- _Fragmento seleccionado_:
########################################
Otro punto débil constitucional surgió porque el principio de elección anual de magistrados fue abandonándose en la práctica con cada vez mayor frecuencia. Las guerras y rebeliones en las provincias daban lugar a situaciones de emergencia que fácilmente superaban a los cónsules elegidos por su capacidad política, por lo que, inevitablemente, el poder consular cayó en manos de aquellos que podían hacer frente a las emergencias con eficacia, y que normalmente eran generales experimentados. Es un error pensar que los dirigentes de la república eran soldados profesionales en el sentido moderno del término; eran miembros de la clase gobernante que podían tener una carrera profesional de éxito como funcionarios, jueces, abogados, políticos e incluso sacerdotes. Una de las claves de la pericia administrativa de Roma era su aceptación del principio de no especialización en sus gobernantes. Sin embargo, un general que permaneciera años con su ejército se convertía en una especie de animal político diferente de los cónsules de la primera época de la república, que dirigían un ejército durante una campaña y regresaban después a Roma y a la política. Paradójicamente, era una debilidad que los gobernantes provinciales tuvieran un mandato anual. Ahí aparecía la tentación, la oportunidad de su vida. Si esta fue una de las vías por las que se introdujo la irresponsabilidad en la estructura administrativa, había entre los generales triunfantes que llevaban tiempo en el campo de batalla una tendencia paralela: trataban de obtener para sí la lealtad que los soldados debían a la república. Por último, existía incluso una especie de corrupción socializada, ya que todos los ciudadanos romanos se beneficiaban de un imperio que hacía posible su exención de todo impuesto directo, pues las provincias pagaban por ellos. La conciencia de estos males subyace en gran parte de las condenas moralizantes y de los discursos sobre la decadencia que surgieron en el siglo I a.C., cuando su impacto se dejó sentir de lleno.
########################################
[Entradas del conjunto de datos]
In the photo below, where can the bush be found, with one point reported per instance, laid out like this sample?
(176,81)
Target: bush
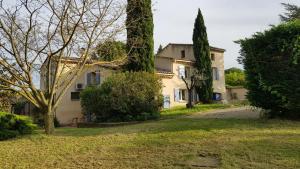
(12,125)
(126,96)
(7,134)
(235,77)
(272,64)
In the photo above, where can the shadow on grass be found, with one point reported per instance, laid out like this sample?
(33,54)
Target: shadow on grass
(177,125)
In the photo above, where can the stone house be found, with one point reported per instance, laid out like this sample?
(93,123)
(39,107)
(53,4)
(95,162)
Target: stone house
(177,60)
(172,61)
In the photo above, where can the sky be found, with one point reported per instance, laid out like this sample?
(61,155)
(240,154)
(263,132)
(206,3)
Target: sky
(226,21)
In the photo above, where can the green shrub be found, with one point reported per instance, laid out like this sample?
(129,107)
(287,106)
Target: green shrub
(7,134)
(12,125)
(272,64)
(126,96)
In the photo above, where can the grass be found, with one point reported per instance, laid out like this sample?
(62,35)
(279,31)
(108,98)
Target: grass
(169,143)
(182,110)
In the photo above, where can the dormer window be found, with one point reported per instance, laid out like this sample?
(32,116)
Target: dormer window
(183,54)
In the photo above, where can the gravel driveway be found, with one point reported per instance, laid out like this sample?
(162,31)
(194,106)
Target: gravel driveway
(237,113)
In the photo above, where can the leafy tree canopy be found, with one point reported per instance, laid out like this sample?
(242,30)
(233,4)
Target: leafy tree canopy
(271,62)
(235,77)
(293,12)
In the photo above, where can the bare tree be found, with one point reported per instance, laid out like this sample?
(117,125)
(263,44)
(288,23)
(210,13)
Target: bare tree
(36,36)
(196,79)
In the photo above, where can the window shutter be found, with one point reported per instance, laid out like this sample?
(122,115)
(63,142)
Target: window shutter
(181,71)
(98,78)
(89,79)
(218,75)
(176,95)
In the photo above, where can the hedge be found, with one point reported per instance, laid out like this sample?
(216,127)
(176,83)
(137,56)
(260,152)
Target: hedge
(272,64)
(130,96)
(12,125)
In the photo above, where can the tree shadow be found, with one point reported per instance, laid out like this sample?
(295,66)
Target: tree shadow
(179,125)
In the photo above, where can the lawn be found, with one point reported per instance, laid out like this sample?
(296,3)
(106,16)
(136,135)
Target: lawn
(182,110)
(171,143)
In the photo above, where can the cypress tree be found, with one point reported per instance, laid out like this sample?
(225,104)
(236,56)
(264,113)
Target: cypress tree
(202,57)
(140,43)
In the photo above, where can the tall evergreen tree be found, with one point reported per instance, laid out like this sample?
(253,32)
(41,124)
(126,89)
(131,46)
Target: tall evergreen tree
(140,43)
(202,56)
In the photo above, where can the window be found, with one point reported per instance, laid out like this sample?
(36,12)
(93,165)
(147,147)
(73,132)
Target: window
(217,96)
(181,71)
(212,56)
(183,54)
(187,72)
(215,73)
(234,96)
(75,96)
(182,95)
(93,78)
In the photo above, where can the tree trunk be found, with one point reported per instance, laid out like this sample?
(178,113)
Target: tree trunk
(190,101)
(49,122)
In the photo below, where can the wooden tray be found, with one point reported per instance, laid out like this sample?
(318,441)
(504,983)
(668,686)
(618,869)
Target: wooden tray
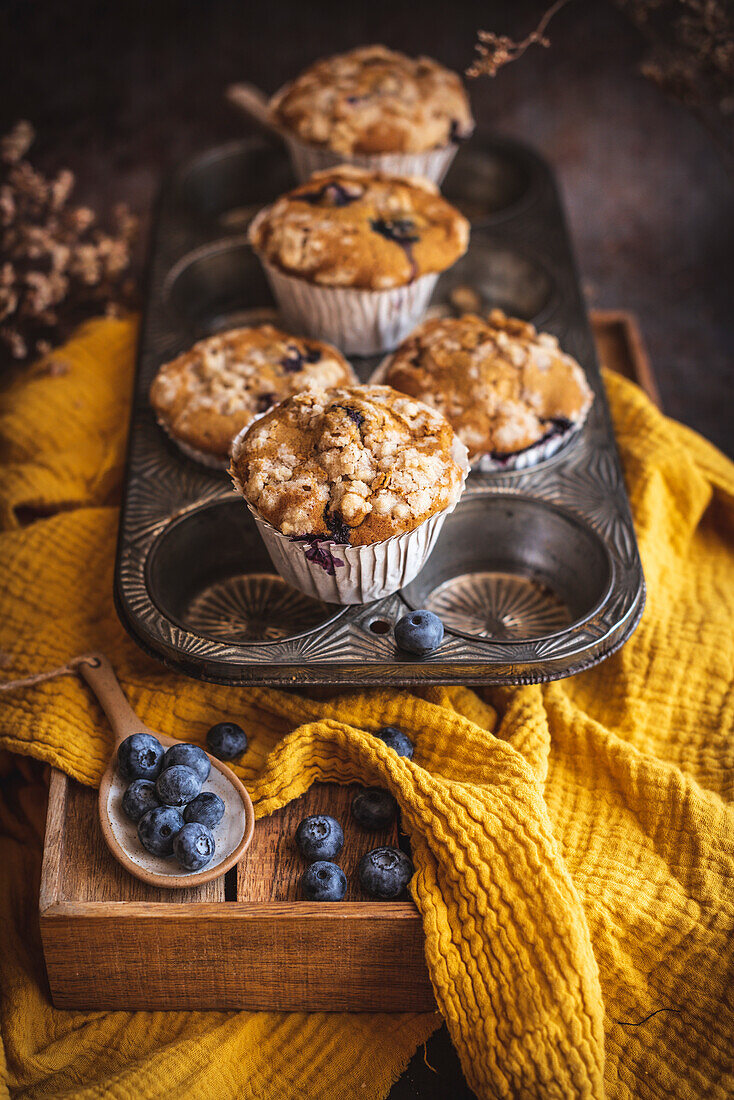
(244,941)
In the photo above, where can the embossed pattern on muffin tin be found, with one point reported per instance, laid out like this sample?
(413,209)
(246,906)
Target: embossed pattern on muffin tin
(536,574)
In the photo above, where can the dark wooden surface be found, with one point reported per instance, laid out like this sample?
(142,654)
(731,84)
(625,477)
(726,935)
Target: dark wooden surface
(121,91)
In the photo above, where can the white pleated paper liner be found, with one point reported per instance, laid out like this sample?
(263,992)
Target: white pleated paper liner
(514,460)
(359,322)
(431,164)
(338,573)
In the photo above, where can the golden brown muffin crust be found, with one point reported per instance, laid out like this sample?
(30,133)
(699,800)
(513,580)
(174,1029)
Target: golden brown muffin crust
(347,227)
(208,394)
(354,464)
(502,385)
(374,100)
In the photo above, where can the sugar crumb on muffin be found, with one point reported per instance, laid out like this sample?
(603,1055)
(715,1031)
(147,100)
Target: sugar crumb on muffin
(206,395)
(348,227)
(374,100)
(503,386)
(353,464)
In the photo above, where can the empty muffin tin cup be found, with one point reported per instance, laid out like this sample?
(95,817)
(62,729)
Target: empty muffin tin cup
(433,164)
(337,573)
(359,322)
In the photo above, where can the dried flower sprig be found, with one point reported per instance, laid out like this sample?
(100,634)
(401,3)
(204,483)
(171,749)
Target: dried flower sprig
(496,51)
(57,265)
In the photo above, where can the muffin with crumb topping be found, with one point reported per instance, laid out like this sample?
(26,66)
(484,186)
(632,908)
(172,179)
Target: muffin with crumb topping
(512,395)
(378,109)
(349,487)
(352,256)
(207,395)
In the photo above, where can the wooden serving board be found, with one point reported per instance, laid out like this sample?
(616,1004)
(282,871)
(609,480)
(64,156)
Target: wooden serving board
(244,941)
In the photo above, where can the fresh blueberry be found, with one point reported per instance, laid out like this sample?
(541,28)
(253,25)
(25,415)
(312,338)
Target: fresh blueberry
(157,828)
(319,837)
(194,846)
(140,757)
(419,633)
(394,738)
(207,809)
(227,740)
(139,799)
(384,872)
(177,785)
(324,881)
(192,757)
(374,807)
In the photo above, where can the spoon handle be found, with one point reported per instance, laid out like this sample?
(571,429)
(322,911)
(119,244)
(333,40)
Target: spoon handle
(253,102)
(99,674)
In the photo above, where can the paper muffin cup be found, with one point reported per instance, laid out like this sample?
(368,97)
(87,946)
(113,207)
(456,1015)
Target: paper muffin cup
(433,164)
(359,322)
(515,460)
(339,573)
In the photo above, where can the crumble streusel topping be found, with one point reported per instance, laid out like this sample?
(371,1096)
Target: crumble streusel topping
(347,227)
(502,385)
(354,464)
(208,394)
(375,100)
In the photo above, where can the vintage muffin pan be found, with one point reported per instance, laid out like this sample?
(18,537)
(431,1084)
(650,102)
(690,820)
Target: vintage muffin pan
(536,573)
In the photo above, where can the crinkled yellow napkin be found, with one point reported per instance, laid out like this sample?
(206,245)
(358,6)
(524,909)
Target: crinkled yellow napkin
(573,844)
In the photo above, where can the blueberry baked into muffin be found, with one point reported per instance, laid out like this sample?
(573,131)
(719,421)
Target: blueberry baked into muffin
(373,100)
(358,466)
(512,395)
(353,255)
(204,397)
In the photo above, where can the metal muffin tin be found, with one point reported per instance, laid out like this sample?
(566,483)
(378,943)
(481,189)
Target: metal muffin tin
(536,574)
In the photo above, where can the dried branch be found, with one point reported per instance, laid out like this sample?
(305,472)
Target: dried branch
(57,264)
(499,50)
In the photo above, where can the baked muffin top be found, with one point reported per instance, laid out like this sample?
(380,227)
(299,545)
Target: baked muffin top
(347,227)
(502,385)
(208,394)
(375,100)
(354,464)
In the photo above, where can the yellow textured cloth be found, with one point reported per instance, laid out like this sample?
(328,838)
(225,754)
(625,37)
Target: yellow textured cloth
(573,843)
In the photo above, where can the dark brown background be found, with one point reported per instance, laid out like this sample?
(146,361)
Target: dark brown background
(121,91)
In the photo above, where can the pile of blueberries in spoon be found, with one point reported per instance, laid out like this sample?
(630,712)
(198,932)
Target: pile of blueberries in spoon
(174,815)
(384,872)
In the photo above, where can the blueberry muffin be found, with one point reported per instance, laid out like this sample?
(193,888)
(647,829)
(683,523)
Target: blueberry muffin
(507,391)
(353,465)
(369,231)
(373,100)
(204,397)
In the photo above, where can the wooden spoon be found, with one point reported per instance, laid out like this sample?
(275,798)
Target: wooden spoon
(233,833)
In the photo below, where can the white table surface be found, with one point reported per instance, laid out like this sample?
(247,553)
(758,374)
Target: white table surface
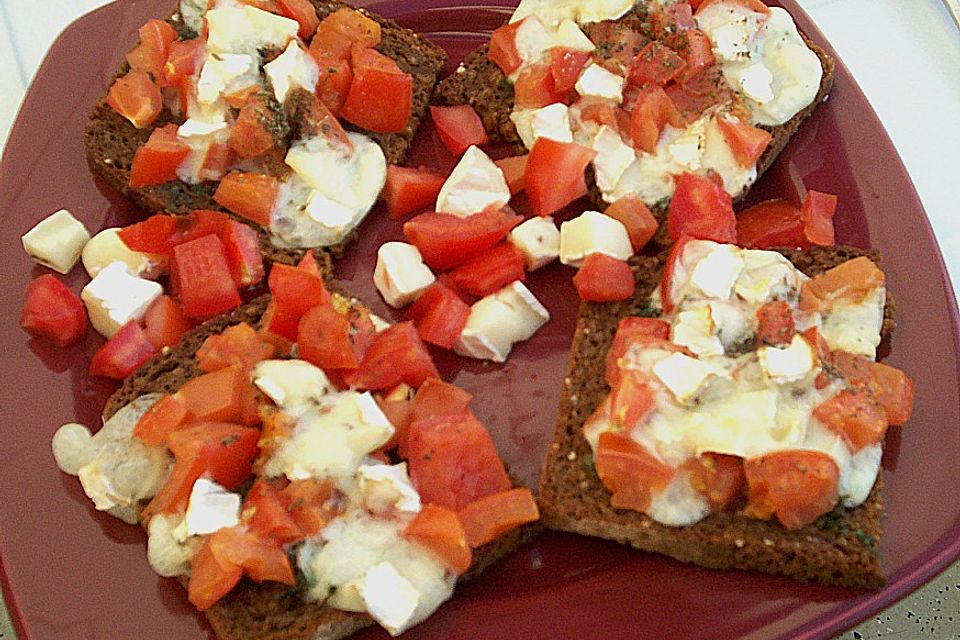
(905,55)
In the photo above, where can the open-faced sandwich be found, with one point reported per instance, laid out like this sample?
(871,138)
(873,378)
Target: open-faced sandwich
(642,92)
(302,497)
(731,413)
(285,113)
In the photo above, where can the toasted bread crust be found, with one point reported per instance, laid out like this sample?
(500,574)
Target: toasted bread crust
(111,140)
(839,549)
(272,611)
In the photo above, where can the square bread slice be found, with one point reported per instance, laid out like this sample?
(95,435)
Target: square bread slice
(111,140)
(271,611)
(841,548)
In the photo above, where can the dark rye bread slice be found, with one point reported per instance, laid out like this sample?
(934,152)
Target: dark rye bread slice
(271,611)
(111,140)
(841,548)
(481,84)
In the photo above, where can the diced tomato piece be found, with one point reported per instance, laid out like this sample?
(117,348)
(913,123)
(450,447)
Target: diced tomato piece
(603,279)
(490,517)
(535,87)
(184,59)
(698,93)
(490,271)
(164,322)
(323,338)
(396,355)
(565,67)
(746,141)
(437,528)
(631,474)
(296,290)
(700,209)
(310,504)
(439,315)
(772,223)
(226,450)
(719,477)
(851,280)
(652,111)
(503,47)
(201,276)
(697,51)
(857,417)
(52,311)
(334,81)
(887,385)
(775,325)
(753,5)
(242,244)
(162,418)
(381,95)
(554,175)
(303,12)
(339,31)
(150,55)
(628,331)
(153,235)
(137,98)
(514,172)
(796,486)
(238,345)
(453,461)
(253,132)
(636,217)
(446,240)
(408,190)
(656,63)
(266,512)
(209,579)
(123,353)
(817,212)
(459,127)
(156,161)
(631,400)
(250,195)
########################################
- _Problema 1_:
Según el fragmento sobre la república romana, ¿en qué ocupaciones podían hacer carrera con éxito los miembros de la clase gobernante? Nómbrelas todas.
- _Problema 2_:
Prosiga el fragmento sobre la república romana a partir de su última oración.
El listado constituye un material independiente del fragmento.

- _Respuesta final 1_:
Funcionarios, jueces, abogados, políticos y sacerdotes.

- _Respuesta final 2_:
Otro cambio que trajo el imperio fue una mayor difusión de la helenización. Aquí nos encontramos con dificultades de definición. En cierta medida, la cultura romana ya estaba helenizada antes de que la conquista se extendiera más allá de Italia. La adopción consciente por la república de la causa independentista de las ciudades griegas frente a Macedonia fue un síntoma de ello. Por otro lado, al margen de lo que ya poseía Roma, una gran parte solo pudo pertenecerle tras un contacto más directo con el mundo helenizado. En última instancia, para muchos griegos Roma era otra potencia bárbara, casi tan mala como Cartago. La leyenda de la muerte de Arquímedes, atravesado por la espada de un soldado romano que no sabía quién era mientras reflexionaba sobre algunos problemas geométricos trazados en la arena, es todo un símbolo.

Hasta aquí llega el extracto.